Natural language region descriptions
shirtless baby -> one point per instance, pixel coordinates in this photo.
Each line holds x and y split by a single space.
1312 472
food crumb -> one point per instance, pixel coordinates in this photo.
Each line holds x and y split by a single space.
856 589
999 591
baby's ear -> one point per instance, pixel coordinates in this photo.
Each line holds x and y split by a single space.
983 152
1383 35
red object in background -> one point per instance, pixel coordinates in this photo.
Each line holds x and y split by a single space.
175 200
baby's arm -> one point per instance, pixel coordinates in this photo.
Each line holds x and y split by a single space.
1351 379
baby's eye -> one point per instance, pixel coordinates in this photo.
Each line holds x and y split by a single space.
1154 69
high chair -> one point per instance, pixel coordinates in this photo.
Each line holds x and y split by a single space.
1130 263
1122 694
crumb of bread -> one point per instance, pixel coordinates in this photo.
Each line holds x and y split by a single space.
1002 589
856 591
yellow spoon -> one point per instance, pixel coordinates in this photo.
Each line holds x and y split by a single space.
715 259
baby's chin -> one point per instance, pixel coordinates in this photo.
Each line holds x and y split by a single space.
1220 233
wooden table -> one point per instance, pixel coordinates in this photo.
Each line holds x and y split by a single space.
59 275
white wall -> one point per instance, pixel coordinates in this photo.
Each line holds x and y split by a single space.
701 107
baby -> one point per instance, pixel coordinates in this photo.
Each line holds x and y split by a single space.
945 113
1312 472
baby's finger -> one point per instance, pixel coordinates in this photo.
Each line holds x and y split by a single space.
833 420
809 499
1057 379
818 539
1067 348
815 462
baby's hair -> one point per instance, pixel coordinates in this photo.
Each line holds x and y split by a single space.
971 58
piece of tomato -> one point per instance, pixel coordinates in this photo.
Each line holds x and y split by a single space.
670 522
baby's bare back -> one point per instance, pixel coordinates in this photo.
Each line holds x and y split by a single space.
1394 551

◆ **PROBLEM DETAILS**
Output each record precisely as written.

◆ **OUTPUT OF THE TASK**
shirtless baby -> one point per instance, pixel coordinates in this photo.
Each line holds x and y split by a single space.
1312 472
food crumb -> one point per instance, pixel coordinates in this photo.
Each line holds x and y split by a single space.
856 589
999 591
baby's ear -> one point per instance, pixel coordinates in this photo.
Each line holds x and y split by a single space.
983 152
1383 35
red object in background -> one point per instance, pixel coordinates in this photo.
Each line holds x and y split by a single space.
175 200
baby's arm -> one point per instance, pixel coordinates in this photo.
Each line holds x and y split by a single space.
1351 379
baby's eye -> one point per instance, pixel coordinates in this photo.
Each line holds x and y split by a single space.
1154 69
high chair -> one point per instance, pixel coordinates in this photo.
Each line holds x and y split by a single space.
1130 263
1122 694
crumb of bread -> one point per instance, pixel coordinates in this photo.
Each line holds x and y split by a single space.
1002 589
856 591
yellow spoon -> one point per instance, pixel coordinates in this photo.
Each line holds x and y split by a single space.
715 259
baby's chin -> one point per instance, pixel coordinates in this photo.
Each line holds x and y split by a single space.
1220 233
wooden table -> one point per instance, pixel coordinates in this photo.
Each line holds x and y split by a single space.
59 275
white wall -> one point per instance, pixel coordinates in this photo.
Each line holds x and y split by a single space.
701 107
baby -> one point per instance, pixel coordinates in this photo.
Each line holds x and y split by a single space.
945 113
1312 472
baby's finger -> one point per instance, pixel coordinates in this photo.
Each line holds x and y split by a single space.
833 420
809 499
1057 379
818 539
1067 348
815 462
baby's hair -> one point per instance, pixel coordinates in this photo.
Each line holds x and y split by a single space.
971 58
piece of tomato -> one point per instance, pixel coordinates in this photo.
Each line holds x and y split by a single space.
670 522
baby's bare back -> one point per instance, pixel coordinates in this photo.
Each line holds x and y split by a single space.
1394 551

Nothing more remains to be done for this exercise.